• Work task:
Exactly and in full, give the records again.

• Referring expression pointing data:
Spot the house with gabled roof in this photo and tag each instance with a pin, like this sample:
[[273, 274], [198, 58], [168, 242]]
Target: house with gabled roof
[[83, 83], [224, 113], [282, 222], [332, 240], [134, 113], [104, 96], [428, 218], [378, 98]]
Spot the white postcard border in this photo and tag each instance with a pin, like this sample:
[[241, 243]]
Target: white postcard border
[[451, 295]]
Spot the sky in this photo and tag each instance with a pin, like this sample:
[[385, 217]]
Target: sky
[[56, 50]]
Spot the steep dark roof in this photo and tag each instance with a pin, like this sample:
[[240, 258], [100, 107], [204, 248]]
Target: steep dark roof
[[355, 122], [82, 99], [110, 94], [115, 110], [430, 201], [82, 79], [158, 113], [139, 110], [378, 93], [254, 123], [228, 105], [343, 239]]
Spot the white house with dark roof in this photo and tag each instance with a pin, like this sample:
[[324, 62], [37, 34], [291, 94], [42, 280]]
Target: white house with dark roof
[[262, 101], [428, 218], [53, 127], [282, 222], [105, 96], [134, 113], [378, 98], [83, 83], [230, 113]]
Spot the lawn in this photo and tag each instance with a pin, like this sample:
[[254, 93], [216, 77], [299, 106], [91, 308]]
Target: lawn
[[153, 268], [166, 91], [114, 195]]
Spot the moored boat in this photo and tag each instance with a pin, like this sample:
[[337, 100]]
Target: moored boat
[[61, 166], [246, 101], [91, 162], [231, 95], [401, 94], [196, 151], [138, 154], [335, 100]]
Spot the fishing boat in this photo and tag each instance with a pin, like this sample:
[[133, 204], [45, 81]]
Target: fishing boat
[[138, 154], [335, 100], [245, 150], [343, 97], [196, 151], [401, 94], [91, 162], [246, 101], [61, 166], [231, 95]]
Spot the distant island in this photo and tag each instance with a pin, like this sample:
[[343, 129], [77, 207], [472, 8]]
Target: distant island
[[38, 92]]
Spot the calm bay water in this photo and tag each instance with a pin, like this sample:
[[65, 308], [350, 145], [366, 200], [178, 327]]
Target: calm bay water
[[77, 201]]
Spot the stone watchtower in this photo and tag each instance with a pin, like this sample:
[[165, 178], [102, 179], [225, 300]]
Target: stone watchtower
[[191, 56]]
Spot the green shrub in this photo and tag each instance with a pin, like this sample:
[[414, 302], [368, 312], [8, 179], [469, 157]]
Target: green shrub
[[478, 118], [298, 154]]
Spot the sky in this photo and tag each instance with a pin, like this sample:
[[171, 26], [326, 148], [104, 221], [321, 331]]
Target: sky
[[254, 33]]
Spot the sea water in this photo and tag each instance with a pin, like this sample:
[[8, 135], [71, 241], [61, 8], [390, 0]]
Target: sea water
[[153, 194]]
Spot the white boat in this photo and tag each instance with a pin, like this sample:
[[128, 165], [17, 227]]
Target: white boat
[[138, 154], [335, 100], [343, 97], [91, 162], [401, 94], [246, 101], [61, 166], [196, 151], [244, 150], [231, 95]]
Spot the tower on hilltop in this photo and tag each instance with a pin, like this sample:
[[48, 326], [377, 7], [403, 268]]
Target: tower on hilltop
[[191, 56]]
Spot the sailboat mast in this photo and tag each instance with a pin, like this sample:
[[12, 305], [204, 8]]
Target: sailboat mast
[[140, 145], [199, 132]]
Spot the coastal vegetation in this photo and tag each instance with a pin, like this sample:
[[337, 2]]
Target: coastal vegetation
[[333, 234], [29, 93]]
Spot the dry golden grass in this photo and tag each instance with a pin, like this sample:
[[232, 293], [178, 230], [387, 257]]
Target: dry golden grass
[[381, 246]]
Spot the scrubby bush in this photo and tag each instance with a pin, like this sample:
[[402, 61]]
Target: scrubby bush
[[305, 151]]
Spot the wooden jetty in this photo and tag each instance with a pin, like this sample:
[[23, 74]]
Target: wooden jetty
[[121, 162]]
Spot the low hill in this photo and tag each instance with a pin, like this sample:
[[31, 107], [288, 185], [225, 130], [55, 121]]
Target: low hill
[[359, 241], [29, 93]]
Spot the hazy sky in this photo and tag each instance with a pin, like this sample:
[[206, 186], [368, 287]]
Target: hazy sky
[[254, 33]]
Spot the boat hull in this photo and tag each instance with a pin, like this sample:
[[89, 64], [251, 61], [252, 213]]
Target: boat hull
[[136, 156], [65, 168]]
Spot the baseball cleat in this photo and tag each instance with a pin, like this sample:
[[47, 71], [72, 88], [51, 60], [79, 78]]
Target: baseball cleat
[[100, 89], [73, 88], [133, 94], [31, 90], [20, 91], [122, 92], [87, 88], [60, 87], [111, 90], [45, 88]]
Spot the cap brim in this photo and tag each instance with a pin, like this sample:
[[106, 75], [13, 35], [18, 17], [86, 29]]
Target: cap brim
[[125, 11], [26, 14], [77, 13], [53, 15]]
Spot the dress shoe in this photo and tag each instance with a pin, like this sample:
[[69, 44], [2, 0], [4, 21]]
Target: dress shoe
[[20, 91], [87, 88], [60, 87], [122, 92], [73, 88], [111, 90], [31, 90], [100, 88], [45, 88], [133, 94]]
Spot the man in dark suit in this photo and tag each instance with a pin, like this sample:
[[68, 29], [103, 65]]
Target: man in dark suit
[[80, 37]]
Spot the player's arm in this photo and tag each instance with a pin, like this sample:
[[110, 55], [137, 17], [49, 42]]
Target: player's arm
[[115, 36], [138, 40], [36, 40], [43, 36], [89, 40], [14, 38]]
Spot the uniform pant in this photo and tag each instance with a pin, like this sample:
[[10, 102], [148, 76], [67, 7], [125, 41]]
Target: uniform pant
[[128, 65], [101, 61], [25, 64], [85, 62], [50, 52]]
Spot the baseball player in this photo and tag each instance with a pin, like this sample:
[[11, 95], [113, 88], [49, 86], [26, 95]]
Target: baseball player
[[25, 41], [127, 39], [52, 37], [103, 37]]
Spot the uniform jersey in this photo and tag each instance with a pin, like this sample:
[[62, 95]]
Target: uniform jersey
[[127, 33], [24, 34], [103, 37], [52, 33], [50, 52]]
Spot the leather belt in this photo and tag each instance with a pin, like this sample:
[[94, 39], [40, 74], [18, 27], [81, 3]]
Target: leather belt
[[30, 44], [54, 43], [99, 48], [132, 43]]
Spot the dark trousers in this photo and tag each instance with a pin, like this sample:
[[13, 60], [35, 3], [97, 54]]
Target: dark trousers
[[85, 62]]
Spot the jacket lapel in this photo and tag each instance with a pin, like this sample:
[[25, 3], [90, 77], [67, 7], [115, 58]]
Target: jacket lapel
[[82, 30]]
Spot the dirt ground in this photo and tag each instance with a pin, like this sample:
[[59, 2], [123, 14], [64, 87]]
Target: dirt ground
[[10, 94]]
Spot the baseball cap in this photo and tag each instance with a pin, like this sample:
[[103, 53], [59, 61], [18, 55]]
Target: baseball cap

• Written solution:
Spot the house with gabled roof in this photo and tag each instance with a pin, like this sample:
[[273, 274], [198, 58], [168, 242]]
Target: house with gabled roof
[[83, 83], [224, 113], [282, 222], [332, 240], [134, 113], [104, 96], [428, 218], [378, 98]]
Spot the white postcard border in this photo and tag each instance with a pin, like this sample:
[[241, 243]]
Target: white postcard border
[[451, 295]]
Spot the sky in this photo and tag each instance with a pin, like this sample:
[[385, 217]]
Target: sky
[[56, 50]]
Spot the steep dark roof in this photo and tag each instance with a pin, like this sample:
[[240, 258], [100, 107], [204, 248]]
Target: steep dark roof
[[355, 122], [82, 99], [110, 94], [115, 110], [430, 201], [82, 79], [158, 113], [139, 110], [378, 93], [254, 123], [228, 105], [343, 239]]
Spot the white house with dark roof in this photo and tag each instance with a pin, like this sample:
[[324, 62], [37, 34], [291, 94], [42, 280]]
Target: white house with dark roof
[[262, 101], [428, 218], [53, 127], [282, 222], [105, 96], [134, 113], [378, 98], [83, 83], [230, 113]]
Spot the lawn in this photo and tag each instance with a pin, like this sample:
[[254, 93], [216, 77], [299, 106], [91, 308]]
Target: lawn
[[153, 268], [166, 91], [114, 195]]
Spot the moored boat in this photo and tag each instance with a pin, like this sample:
[[337, 100]]
Target: moored boat
[[61, 166], [246, 101], [91, 162], [231, 95], [401, 94], [196, 151], [138, 154], [335, 100]]
Spot the fishing boat in this photo and tag each instance with a pin, like this sample:
[[133, 204], [45, 81]]
Target: fishing boat
[[138, 154], [335, 100], [245, 150], [343, 97], [196, 151], [401, 94], [91, 162], [246, 101], [61, 166], [231, 95]]
Spot the distant island in this photo and tag each instance with a pin, like this sample:
[[343, 129], [77, 207], [472, 8]]
Target: distant island
[[38, 92]]
Spot the calm bay water in this photo and tag each instance with a pin, like this sample:
[[65, 308], [350, 145], [366, 200], [178, 327]]
Target: calm bay water
[[77, 201]]
Spot the stone watchtower in this photo and tag each instance with a pin, like this sample:
[[165, 178], [102, 179], [225, 300]]
Target: stone watchtower
[[191, 56]]
Spot the green shrub in this photo and tag each instance with a pin, like this sample:
[[414, 302], [368, 312], [8, 179], [469, 157]]
Target: green shrub
[[478, 118], [298, 154]]
Spot the sky in this photo and tag each instance with a pin, like this sample:
[[171, 26], [326, 148], [104, 221], [321, 331]]
Target: sky
[[254, 33]]
Spot the sea water in this photo and tag each instance with a pin, like this sample:
[[8, 135], [71, 241], [61, 8], [390, 0]]
Target: sea water
[[153, 194]]
Spot the white boat in this photo and tag each instance with a pin, like this sample:
[[128, 165], [17, 227]]
Target: white boat
[[138, 154], [335, 100], [343, 97], [91, 162], [401, 94], [246, 101], [61, 166], [196, 151], [244, 150], [231, 95]]
Spot the tower on hilltop in this photo and tag each instance with a pin, like this sample:
[[48, 326], [377, 7], [403, 268]]
Target: tower on hilltop
[[191, 56]]
Spot the sailboat mast in this photo and tag each instance with a pin, like this sample:
[[12, 305], [204, 8]]
Target: sailboat mast
[[140, 145], [199, 132]]
Spot the coastal vegetation in this photo and tag each instance with a pin, like this sample:
[[337, 2]]
Target: coastal vegetation
[[333, 234], [29, 93]]
Spot the dry golden grass in this photo and tag each instance with a pin, like this sample:
[[232, 293], [178, 230], [387, 257]]
Target: dry golden grass
[[381, 246]]
Spot the scrubby bush in this photo and tag each instance with a pin, like this sample:
[[402, 61]]
Target: scrubby bush
[[305, 151]]
Spot the wooden jetty in this photo and tag each instance with a pin, like this sample:
[[23, 74]]
Target: wooden jetty
[[121, 162]]
Spot the low hill in this photo and tag each instance with a pin, like this sample:
[[31, 107], [288, 185], [225, 130], [55, 121]]
Target: low hill
[[359, 241], [29, 93]]
Spot the hazy sky in this photo and tag each instance with a pin, like this sample:
[[206, 186], [368, 287]]
Target: hazy sky
[[254, 33]]
Spot the boat hull in this photo and tag each instance with a pin, like this sample:
[[89, 64], [251, 61], [252, 213]]
Target: boat hull
[[136, 156], [65, 168]]
Spot the baseball cleat in this photo and tag each instance with a pin, like this sample:
[[47, 71], [72, 88], [51, 60], [79, 78]]
Target: baseball cleat
[[100, 89], [73, 88], [133, 94], [31, 90], [20, 91], [122, 92], [87, 88], [60, 87], [111, 90], [45, 88]]
Spot the cap brim in this photo and tag each instance with a pin, like this sample:
[[106, 75], [13, 35], [18, 17], [86, 29]]
Target: cap brim
[[125, 11], [26, 14], [77, 13], [53, 15]]
Spot the dress shoe in this photo and tag each instance with a pin, like this sample:
[[69, 44], [2, 0], [4, 21]]
Target: dress shoe
[[20, 91], [87, 88], [60, 87], [122, 92], [73, 88], [111, 90], [31, 90], [100, 88], [45, 88], [133, 94]]
Spot the man in dark suit in this photo and tag each instance with a pin, like this sample:
[[68, 29], [103, 65]]
Target: man in dark suit
[[80, 37]]
Spot the player's arm in this photo and tag each instance with a pin, like this sample:
[[110, 55], [137, 17], [49, 42]]
Target: player's arm
[[115, 36], [138, 40], [36, 40], [43, 36], [89, 40], [14, 38]]
Spot the uniform pant in this photo and tag each instance with a pin, like this sample:
[[10, 102], [148, 76], [67, 7], [125, 41]]
Target: uniform pant
[[128, 65], [101, 61], [25, 64], [85, 62], [50, 52]]
Spot the baseball player in this photo and tag each instance with a pin, like this sample:
[[11, 95], [113, 88], [49, 86], [26, 95]]
Target: baseball player
[[25, 41], [127, 39], [52, 37], [103, 37]]
Spot the uniform jersey in this photo and tag each instance with a pin, like this sample:
[[62, 95]]
Target: uniform jersey
[[127, 33], [24, 34], [103, 37], [52, 33], [50, 52]]
Spot the leather belt in this photo and tag each instance with a pin, like this sample:
[[94, 39], [40, 74], [18, 27], [81, 3]]
Target: leather belt
[[30, 44], [54, 43], [99, 48], [132, 43]]
Spot the dark trousers in this photo and tag each instance with a pin, like this sample:
[[13, 60], [35, 3], [97, 54]]
Target: dark trousers
[[85, 62]]
Spot the jacket lapel in this photo and tag each instance with a pin, like this sample:
[[25, 3], [90, 77], [67, 7], [115, 58]]
Target: jacket lapel
[[82, 30]]
Spot the dirt ground in this photo and tag each instance with a pin, like this sample:
[[59, 2], [123, 14], [64, 87]]
Target: dirt ground
[[10, 94]]
Spot the baseball cap in this photo and tag each instance with a pin, like this sample:
[[103, 53], [59, 61], [18, 55]]
Target: baseball cap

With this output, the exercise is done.